- Tekst dokumentu
•••••

Post: Też mam takie skarpeteczki upchnięte na razie w szufladzie, bo Młoda ignorowała atrakcję, ale skoro piszesz, że Ikę bawią, to muszę swoje wyciągnąć, może Florcia też już dorosła do tej rozrywki:-) Zwłaszcza, ze od paru dni z zapałem trenuje nóżki na stojaku edukacyjnym i chyba zaczyna jarzyć, że stojak gra dlatego,ze to ona go kopie
Hashi, jak humorek - lepiej? nie wiem jak Wy, ale ja zauważyłam, że mi po ciązy została jednak zmienność nastrojów....kiedyś jakoś stabilniejsza emocjonalnie byłam, a teraz jak dojrzewająca nastolatka (a może to przekwitanie?

)
Beaa: zdrowia życzę dla Malutkiej!

•••••

- Zadanie do wykonania
Proszę zwrócić dosłownie fragment wpisu z forum od „Post: Też mam” aż po „może to przekwitanie?” włącznie.

- Zapisane rekordy zbioru danych
•••••

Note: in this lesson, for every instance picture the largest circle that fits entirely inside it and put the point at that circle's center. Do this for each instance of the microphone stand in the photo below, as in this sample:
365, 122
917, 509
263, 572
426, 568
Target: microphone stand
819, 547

•••••

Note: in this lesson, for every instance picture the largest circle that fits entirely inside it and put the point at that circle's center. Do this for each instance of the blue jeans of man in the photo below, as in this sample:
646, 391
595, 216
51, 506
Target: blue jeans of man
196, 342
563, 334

•••••

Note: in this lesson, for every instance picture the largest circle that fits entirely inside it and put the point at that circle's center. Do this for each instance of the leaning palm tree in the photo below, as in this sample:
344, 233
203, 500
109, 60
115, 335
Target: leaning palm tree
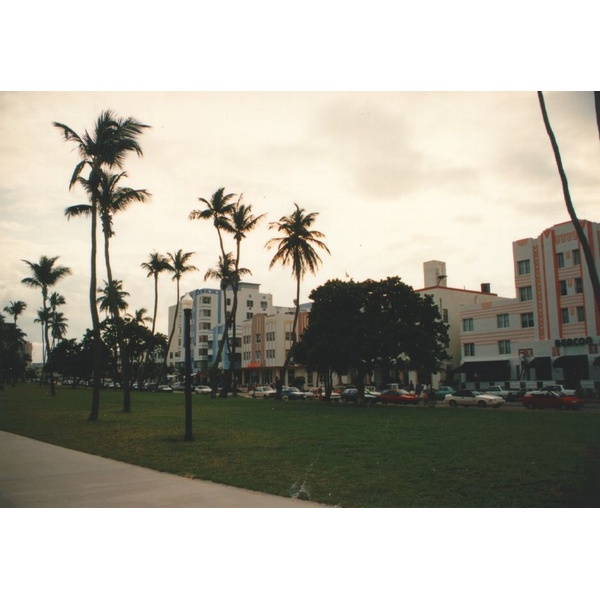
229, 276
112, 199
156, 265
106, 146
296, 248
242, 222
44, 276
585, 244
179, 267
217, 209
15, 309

•••••

- Gotowa odpowiedź
Post: Też mam takie skarpeteczki upchnięte na razie w szufladzie, bo Młoda ignorowała atrakcję, ale skoro piszesz, że Ikę bawią, to muszę swoje wyciągnąć, może Florcia też już dorosła do tej rozrywki:-) Zwłaszcza, ze od paru dni z zapałem trenuje nóżki na stojaku edukacyjnym i chyba zaczyna jarzyć, że stojak gra dlatego,ze to ona go kopie
Hashi, jak humorek - lepiej? nie wiem jak Wy, ale ja zauważyłam, że mi po ciązy została jednak zmienność nastrojów....kiedyś jakoś stabilniejsza emocjonalnie byłam, a teraz jak dojrzewająca nastolatka (a może to przekwitanie?